Start of Page extract

Tuesday, February 15, 2005

Learning to Lose

I still am fascinated by Saffron Gates, most particularly by the passion that inspired Christo and Jeanne Claude to persist in the face of numbing bureaucracy and outright opposition. Averse to conflict as I am, I come back again and again that the small number of failures I have experienced in my life may insinuate a different kind of failure, shortness of vision or lack of courage.

I don’t enjoy failure, no, not at all, at all. Anyone who has been subjected to my latest round of self-questioning about my divorce twenty years ago might suspect I take some sort of perverse pleasure in it, but eventually even I look at the situation…again…and say “There were two of you in the situation. You both tried and came up short. You both did your best. It happens. Get over it. The sin would be to let it rule your life. Who do you think you are to expect that you will never fail? How arrogant!”

One can argue about whether this process should happen in a year or three or twenty; conceptually one can argue that we should never let go of marriages. The truth is probably that it is less about what we oughta do in a situation and more about recognizing the reality that has occurred. That process takes whatever time it takes, and there is really no point in beating ourselves up for not meeting some imagined, self-imposed timetable.

What if we were to accept failure, really allow that it does happen in our lives? What if we put less energy into recasting situations as just another victory in disguise? What if we threw ourselves fully into each envisioned victory. Each project, throughout its life from birth to resolution, is in some sense a failure right up to the moment it is achieved or abandoned. When Christo and Jeanne Claude say they have eighteen completed projects and thirty-eight not yet realized…are the thirty-eight failures, or are they still live battles, successes still in process of being achieved? I suspect there is a mixture of campaigns in process, battles properly fled, and some that are inactive, resting as the artists store up energy to rejoin the fray, or simply wait for more hospitable conditions.

End of Page extract
Start of Extracted entries

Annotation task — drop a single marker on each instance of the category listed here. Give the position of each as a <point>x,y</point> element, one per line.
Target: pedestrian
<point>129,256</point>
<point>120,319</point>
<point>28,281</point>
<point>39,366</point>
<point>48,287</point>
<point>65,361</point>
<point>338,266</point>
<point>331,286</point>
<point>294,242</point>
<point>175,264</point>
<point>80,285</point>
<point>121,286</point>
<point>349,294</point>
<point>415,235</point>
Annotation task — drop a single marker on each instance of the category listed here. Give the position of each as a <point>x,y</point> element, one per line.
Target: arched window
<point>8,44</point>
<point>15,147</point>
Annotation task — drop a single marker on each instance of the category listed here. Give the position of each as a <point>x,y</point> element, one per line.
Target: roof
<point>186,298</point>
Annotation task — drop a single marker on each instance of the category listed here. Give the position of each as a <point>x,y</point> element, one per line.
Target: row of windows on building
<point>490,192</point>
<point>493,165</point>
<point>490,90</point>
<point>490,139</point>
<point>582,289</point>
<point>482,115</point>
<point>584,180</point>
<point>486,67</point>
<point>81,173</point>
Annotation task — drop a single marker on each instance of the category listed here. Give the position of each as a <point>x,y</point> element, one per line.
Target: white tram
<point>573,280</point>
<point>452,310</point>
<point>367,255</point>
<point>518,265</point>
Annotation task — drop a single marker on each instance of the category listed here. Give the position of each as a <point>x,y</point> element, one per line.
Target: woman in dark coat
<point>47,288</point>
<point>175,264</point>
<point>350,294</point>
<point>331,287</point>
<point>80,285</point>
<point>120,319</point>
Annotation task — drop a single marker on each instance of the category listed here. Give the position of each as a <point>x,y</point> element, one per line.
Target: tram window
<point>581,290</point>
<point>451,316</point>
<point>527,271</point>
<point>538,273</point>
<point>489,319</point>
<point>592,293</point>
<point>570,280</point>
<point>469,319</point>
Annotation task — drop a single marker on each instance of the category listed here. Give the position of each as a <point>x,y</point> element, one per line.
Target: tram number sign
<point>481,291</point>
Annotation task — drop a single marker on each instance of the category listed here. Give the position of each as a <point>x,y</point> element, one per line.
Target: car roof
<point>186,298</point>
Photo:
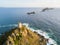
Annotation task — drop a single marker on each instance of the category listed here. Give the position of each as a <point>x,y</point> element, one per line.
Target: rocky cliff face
<point>23,36</point>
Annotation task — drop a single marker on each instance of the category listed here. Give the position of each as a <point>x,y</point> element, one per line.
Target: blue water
<point>48,21</point>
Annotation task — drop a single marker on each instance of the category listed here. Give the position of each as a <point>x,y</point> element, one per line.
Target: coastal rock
<point>23,36</point>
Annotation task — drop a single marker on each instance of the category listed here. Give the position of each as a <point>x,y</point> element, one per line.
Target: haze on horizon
<point>30,3</point>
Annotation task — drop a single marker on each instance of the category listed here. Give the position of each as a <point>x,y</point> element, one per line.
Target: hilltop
<point>21,35</point>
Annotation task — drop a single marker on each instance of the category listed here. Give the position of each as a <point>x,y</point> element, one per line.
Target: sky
<point>30,3</point>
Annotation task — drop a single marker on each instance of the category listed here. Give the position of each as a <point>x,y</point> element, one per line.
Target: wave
<point>45,34</point>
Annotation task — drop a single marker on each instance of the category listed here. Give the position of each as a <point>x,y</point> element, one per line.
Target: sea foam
<point>45,34</point>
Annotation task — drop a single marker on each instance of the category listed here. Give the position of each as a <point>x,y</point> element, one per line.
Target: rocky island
<point>21,35</point>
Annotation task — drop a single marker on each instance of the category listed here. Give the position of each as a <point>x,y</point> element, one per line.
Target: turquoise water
<point>48,21</point>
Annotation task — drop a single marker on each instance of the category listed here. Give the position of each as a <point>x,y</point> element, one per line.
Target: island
<point>21,35</point>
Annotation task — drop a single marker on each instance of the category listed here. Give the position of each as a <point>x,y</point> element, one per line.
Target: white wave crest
<point>45,34</point>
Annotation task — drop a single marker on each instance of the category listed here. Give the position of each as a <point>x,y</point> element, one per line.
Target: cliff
<point>23,36</point>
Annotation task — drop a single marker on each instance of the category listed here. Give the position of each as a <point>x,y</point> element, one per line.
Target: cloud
<point>30,3</point>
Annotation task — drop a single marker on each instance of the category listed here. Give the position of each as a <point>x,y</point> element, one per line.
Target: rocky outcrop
<point>23,36</point>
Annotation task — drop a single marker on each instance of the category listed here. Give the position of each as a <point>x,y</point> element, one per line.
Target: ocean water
<point>48,21</point>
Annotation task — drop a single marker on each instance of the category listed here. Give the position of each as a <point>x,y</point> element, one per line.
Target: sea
<point>47,21</point>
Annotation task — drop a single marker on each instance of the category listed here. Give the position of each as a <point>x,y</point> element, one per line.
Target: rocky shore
<point>21,35</point>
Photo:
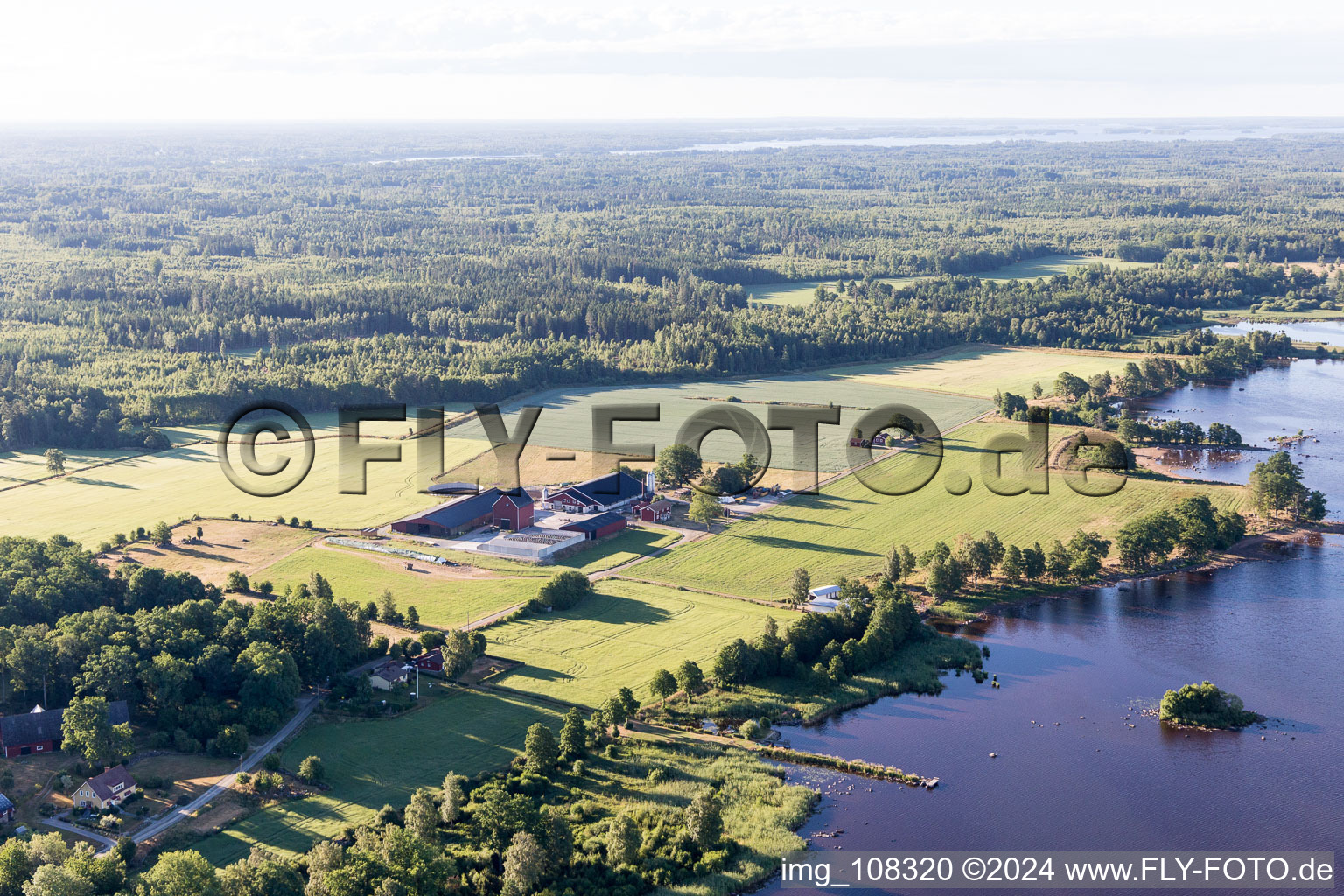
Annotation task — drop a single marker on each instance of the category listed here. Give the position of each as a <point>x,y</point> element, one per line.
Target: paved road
<point>164,822</point>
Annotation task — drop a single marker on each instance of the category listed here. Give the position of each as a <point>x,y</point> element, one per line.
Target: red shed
<point>597,527</point>
<point>656,512</point>
<point>512,512</point>
<point>431,662</point>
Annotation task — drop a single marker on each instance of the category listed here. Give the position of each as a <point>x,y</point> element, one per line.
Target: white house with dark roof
<point>105,790</point>
<point>388,676</point>
<point>611,492</point>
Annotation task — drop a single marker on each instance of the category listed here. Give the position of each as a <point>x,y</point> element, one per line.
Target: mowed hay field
<point>29,466</point>
<point>383,760</point>
<point>228,546</point>
<point>987,369</point>
<point>847,528</point>
<point>594,556</point>
<point>445,597</point>
<point>566,419</point>
<point>187,481</point>
<point>620,637</point>
<point>804,291</point>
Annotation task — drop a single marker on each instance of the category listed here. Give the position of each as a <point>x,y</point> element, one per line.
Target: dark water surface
<point>1270,632</point>
<point>1306,331</point>
<point>1276,401</point>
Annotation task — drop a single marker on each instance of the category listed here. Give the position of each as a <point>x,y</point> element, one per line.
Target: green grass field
<point>844,531</point>
<point>804,291</point>
<point>187,480</point>
<point>566,421</point>
<point>620,637</point>
<point>466,732</point>
<point>609,552</point>
<point>985,369</point>
<point>800,293</point>
<point>360,575</point>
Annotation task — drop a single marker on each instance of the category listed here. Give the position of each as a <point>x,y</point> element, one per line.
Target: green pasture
<point>360,575</point>
<point>985,369</point>
<point>804,291</point>
<point>596,556</point>
<point>620,637</point>
<point>847,528</point>
<point>383,760</point>
<point>187,480</point>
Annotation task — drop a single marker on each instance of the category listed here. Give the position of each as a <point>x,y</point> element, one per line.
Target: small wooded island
<point>1205,705</point>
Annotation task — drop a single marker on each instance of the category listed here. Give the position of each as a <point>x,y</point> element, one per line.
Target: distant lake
<point>1097,664</point>
<point>1269,632</point>
<point>1276,401</point>
<point>1326,332</point>
<point>1055,133</point>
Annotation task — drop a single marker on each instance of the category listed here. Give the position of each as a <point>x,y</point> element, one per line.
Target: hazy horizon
<point>523,60</point>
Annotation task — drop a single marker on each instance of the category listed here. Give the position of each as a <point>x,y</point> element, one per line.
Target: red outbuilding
<point>430,662</point>
<point>656,512</point>
<point>596,527</point>
<point>512,512</point>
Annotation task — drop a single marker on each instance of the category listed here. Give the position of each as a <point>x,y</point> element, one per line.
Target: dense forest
<point>197,669</point>
<point>178,273</point>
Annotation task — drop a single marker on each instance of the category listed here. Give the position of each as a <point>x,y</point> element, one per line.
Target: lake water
<point>1276,401</point>
<point>1109,775</point>
<point>1326,332</point>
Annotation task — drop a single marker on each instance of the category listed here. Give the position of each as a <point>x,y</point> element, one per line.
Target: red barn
<point>512,512</point>
<point>656,512</point>
<point>39,731</point>
<point>597,527</point>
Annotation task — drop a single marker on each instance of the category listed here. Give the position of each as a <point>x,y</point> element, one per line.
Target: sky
<point>500,60</point>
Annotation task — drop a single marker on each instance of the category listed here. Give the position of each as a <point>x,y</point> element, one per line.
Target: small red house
<point>430,662</point>
<point>656,512</point>
<point>512,512</point>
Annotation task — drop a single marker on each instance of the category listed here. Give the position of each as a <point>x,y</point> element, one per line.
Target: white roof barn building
<point>824,598</point>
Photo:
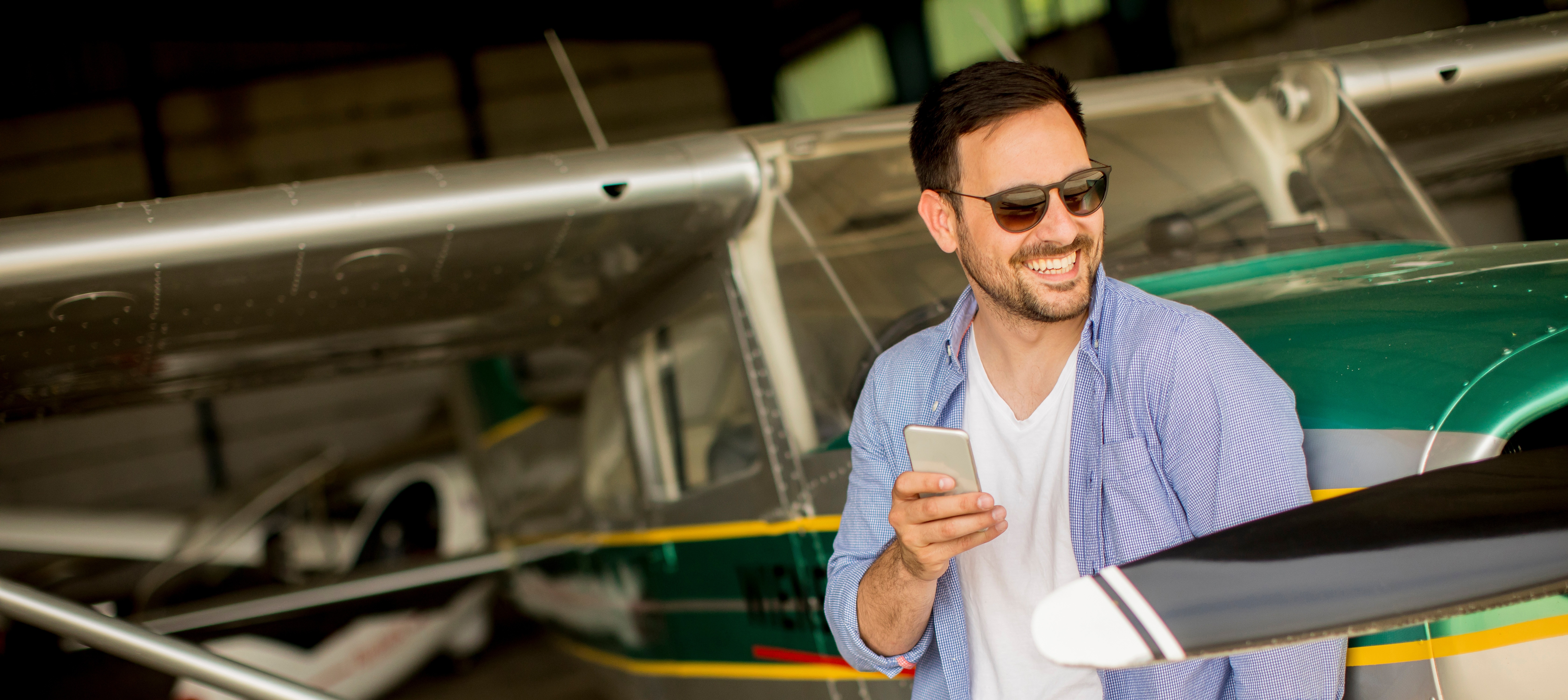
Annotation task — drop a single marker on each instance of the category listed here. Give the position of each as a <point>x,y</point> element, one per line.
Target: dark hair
<point>973,99</point>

End of Extracted entries

**Work order 1:**
In the Learning to Lose post, how many completed projects do Christo and Jeanne Claude say they have?
**Work order 2:**
Write out the stretch of the Learning to Lose post from "Tuesday, February 15, 2005" through "lack of courage.", word for word.

**Response box 1:**
Eighteen.

**Response box 2:**
Tuesday, February 15, 2005

Learning to Lose

I still am fascinated by Saffron Gates, most particularly by the passion that inspired Christo and Jeanne Claude to persist in the face of numbing bureaucracy and outright opposition. Averse to conflict as I am, I come back again and again that the small number of failures I have experienced in my life may insinuate a different kind of failure, shortness of vision or lack of courage.